* **What is expected**:
Pull every line containing the word "headscarf" from the records.

── Material provided ──

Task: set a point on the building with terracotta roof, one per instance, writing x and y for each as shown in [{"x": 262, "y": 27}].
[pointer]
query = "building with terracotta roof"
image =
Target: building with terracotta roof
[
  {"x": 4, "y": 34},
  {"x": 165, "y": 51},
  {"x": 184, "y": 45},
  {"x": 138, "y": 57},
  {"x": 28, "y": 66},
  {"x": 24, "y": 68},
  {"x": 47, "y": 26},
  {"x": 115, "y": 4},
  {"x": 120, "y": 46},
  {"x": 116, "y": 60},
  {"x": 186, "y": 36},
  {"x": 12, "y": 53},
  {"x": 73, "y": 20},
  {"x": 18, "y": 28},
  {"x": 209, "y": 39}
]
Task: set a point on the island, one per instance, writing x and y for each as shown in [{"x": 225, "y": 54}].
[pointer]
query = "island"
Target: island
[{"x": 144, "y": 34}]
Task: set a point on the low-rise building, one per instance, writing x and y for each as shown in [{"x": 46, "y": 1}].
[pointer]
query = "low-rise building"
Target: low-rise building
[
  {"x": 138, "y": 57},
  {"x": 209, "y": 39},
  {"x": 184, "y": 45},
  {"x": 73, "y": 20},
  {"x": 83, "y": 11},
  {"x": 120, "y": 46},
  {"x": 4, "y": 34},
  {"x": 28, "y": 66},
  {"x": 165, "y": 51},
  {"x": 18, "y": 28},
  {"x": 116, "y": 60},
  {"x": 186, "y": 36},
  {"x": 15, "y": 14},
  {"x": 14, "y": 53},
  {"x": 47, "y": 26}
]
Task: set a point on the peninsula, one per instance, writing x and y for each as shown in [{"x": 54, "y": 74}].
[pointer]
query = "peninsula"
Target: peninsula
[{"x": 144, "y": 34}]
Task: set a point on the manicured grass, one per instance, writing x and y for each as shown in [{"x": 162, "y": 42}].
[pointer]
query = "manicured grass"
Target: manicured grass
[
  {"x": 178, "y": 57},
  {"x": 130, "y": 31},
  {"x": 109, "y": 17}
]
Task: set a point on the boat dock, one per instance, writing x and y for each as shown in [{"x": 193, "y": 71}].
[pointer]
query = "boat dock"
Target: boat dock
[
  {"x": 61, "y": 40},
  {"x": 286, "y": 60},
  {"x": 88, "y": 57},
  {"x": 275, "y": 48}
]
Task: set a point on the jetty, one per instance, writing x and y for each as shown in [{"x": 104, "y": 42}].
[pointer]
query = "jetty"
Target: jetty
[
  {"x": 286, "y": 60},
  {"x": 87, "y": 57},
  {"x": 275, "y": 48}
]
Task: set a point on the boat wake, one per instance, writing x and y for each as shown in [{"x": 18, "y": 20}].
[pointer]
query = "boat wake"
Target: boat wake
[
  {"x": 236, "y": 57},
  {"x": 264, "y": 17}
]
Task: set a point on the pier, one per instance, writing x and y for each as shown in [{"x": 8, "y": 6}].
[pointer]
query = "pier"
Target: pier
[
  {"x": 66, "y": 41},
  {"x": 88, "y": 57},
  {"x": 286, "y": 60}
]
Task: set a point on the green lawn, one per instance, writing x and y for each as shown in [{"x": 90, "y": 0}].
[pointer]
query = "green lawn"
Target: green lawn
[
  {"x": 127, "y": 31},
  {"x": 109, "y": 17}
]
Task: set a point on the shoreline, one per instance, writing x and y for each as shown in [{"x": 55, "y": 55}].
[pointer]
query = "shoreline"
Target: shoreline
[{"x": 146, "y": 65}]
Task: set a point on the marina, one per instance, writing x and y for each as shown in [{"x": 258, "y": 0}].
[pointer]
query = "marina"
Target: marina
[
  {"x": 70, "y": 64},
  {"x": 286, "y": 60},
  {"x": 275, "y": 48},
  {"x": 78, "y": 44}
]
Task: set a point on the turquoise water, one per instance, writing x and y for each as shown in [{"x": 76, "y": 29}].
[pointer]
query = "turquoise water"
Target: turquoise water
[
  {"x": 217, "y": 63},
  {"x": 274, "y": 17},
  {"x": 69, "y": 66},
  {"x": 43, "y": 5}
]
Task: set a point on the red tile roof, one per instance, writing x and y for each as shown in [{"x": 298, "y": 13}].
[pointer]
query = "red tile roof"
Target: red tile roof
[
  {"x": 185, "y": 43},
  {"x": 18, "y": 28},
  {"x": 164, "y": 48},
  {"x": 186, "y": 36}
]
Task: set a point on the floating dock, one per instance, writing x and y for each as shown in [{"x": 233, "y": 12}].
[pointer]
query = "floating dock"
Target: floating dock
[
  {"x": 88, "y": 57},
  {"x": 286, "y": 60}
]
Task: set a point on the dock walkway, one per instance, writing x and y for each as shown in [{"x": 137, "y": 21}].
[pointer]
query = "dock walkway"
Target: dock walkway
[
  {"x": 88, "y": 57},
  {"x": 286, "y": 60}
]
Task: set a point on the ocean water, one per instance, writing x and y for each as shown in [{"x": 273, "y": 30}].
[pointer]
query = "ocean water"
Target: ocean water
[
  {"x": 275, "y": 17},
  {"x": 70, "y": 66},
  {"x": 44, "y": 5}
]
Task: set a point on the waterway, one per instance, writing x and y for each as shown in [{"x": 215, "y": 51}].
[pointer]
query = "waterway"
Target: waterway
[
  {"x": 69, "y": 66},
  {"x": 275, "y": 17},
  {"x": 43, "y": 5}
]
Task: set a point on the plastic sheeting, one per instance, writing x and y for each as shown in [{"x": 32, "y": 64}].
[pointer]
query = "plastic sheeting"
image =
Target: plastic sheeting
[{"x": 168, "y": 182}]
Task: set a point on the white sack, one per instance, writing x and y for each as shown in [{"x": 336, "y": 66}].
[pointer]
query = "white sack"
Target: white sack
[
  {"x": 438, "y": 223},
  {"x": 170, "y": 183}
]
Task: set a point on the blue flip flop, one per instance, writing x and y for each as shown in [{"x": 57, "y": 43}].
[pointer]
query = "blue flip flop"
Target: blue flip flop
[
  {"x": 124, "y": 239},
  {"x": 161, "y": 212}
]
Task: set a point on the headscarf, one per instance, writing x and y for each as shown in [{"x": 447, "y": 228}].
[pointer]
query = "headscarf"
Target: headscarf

───

* **Exercise response**:
Task: set a point on the headscarf, one per instance, writing x and y for each as shown in [{"x": 447, "y": 228}].
query = "headscarf"
Target: headscarf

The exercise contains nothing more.